Check each line of the listing, and copy it if it contains the word "meadow".
+-------+
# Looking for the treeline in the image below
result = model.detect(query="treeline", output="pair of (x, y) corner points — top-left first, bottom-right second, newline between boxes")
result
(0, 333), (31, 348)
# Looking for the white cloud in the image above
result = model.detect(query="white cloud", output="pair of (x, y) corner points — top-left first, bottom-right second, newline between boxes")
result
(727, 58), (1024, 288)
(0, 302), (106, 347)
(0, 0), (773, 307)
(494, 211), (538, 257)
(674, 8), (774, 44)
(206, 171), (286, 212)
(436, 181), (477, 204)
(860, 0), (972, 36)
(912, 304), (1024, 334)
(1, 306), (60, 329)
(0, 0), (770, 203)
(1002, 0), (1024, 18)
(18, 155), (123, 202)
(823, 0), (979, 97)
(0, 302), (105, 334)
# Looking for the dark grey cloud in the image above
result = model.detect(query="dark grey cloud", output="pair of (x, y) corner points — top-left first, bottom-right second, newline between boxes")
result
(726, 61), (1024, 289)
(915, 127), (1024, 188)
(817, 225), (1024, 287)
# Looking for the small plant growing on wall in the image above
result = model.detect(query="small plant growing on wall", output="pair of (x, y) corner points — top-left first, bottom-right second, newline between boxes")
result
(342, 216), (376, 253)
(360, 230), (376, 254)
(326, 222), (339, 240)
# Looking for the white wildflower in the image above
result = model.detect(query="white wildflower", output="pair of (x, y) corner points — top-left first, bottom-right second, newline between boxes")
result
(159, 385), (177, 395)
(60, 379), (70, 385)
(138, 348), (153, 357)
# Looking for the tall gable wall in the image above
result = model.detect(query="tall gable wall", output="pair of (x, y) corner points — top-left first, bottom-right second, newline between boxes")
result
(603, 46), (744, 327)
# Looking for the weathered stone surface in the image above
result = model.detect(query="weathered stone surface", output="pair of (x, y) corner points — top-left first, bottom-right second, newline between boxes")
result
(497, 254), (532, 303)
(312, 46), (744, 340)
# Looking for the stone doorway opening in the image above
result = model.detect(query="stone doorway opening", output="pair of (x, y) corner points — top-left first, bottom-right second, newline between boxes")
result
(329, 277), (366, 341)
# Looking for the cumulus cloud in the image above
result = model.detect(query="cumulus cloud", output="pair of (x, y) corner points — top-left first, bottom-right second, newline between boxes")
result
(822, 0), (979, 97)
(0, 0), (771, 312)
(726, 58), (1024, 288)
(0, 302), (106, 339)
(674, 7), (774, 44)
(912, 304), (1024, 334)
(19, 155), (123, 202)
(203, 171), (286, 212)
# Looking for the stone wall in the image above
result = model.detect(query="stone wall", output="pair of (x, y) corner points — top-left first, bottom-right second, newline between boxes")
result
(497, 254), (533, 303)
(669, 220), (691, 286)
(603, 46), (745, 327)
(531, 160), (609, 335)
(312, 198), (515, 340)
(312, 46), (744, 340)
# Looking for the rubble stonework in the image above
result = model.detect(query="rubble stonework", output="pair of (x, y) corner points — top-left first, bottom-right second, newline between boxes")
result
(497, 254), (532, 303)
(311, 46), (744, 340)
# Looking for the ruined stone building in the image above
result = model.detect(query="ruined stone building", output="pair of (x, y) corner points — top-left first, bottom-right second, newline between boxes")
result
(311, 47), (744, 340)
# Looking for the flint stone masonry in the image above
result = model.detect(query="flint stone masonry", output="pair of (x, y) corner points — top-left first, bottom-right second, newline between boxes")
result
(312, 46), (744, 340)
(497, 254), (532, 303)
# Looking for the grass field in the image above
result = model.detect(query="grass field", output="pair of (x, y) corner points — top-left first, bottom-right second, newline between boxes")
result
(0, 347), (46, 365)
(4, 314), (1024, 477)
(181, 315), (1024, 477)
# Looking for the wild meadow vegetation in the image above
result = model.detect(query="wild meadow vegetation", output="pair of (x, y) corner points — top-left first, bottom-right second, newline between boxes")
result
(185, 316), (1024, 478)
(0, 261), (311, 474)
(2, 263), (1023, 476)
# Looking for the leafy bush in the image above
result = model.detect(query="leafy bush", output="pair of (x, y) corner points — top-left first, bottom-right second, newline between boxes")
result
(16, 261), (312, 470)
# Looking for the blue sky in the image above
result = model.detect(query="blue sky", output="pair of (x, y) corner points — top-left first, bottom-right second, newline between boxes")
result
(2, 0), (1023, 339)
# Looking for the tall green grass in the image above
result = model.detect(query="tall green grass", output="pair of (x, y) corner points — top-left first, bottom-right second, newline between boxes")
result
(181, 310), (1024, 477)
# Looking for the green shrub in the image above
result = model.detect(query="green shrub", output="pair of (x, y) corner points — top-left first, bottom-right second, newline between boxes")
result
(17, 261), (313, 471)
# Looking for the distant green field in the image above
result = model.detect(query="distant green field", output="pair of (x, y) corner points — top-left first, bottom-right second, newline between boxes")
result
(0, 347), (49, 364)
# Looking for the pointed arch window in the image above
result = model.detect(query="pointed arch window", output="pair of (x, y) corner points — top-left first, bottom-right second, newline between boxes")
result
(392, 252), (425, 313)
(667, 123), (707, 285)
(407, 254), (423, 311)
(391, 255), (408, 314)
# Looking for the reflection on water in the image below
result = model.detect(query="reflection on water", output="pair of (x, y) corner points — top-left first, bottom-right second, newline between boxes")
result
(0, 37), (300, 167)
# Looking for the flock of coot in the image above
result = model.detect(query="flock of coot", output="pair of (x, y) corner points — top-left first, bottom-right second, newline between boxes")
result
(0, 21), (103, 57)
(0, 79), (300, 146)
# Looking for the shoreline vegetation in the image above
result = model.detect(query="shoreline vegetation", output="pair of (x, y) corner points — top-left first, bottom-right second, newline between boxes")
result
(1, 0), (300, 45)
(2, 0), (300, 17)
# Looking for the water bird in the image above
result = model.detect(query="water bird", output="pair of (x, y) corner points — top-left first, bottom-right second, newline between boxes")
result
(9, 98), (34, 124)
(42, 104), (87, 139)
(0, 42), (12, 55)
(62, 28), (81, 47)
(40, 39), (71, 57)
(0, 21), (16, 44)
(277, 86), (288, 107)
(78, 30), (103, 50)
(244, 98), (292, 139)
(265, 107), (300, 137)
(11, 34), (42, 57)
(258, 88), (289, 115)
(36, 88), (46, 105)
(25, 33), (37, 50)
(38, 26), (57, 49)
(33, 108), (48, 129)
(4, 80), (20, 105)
+-------+
# Written answer:
# Looking for the wild meadow vegetation in the image above
result = model.detect(query="wild meadow vegetation", output="pair of (x, y) corner points — top-left first, bottom-right second, newline between boxes")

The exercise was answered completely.